Reproduce every line of the data below word for word, without changing anything.

■ **Record list**:
□ □ □ □ □

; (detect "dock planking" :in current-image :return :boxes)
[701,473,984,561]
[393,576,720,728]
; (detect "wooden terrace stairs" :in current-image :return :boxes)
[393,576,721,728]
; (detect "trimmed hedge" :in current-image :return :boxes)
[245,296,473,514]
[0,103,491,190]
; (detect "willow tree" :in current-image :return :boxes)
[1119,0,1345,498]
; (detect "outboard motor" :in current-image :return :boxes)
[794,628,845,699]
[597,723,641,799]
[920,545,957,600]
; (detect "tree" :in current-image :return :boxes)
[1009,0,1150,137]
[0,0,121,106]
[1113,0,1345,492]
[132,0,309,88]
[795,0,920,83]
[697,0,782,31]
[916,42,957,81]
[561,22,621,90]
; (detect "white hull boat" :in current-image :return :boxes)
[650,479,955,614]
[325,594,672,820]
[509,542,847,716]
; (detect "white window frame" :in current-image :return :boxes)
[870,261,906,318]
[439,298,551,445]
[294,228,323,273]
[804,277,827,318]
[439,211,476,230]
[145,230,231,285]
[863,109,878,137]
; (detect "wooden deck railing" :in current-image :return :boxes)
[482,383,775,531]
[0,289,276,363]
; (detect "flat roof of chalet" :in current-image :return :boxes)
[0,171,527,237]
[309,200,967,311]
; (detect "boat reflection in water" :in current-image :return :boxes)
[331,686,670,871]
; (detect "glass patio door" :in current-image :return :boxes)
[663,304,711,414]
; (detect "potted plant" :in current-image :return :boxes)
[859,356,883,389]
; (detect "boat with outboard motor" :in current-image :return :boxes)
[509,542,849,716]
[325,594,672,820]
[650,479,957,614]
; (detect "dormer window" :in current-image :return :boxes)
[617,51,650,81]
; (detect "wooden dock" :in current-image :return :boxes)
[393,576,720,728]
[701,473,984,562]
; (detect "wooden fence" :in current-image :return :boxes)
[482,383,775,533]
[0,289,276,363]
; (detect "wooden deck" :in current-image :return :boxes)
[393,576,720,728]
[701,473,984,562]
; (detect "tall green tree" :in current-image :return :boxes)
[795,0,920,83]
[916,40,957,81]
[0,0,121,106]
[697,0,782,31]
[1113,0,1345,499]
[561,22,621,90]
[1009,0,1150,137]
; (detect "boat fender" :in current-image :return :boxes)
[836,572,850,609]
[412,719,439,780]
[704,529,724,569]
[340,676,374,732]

□ □ □ □ □

■ **Solved exercise**:
; (detect "dock planking" :in current-image :return :boxes)
[701,473,984,561]
[393,576,720,728]
; (detect "wooden terrace stairs" :in current-image :return :boxes)
[393,576,721,728]
; (detect "trimmed hedge" :in current-image :return :boxes)
[245,296,473,514]
[0,103,491,190]
; (detect "willow tree" :in current-image :return :boxes)
[1119,0,1345,498]
; (detect "outboard motor" :in current-image :return :boxes)
[794,628,845,699]
[597,723,641,799]
[920,545,957,600]
; (detect "tree" :in current-image :return :boxes)
[1009,0,1150,137]
[0,0,121,106]
[1113,0,1345,492]
[132,0,309,88]
[795,0,920,83]
[697,0,782,31]
[916,42,957,81]
[561,22,621,90]
; (detect "white hull boat" :in current-image :return :boxes)
[650,479,955,614]
[325,594,672,820]
[509,542,847,716]
; (detect "white window frame" :in current-image :return :boxes)
[870,261,906,318]
[439,298,551,445]
[294,228,323,273]
[804,277,827,318]
[439,211,476,230]
[145,230,231,285]
[863,109,878,137]
; (detect "wooden deck railing" :in current-image :return :boxes)
[482,383,775,531]
[0,289,276,363]
; (detect "flat roof of chalet" :in current-image :return :boxes)
[0,171,527,237]
[309,200,967,311]
; (detect "boat reflection in water" :in current-image :return :boxes)
[331,686,670,871]
; (detect "glass patio door" :in current-image :return :boxes)
[663,304,711,414]
; (detect "potted plant" :in current-image :return :boxes)
[859,356,883,389]
; (detect "boat with outboard motor" :in current-image :return :boxes)
[509,542,849,716]
[325,594,672,820]
[650,479,957,614]
; (detect "dormer window" :in current-image :return :boxes)
[617,51,650,81]
; (detect "wooden dock" :in current-image :return :boxes)
[393,576,720,728]
[701,473,984,562]
; (detect "wooden fence" :in current-image :return :boxes)
[482,383,775,533]
[0,289,276,363]
; (detect "wooden deck" :in current-image :return :boxes)
[393,576,720,728]
[701,473,984,562]
; (detect "tall green tree" :in current-image :return :boxes)
[795,0,920,83]
[916,40,957,81]
[0,0,121,106]
[697,0,782,31]
[1113,0,1345,499]
[561,22,621,90]
[1009,0,1150,137]
; (detect "boat fender" :in current-image :return :boxes)
[836,572,850,609]
[412,719,439,780]
[704,529,724,569]
[340,676,374,732]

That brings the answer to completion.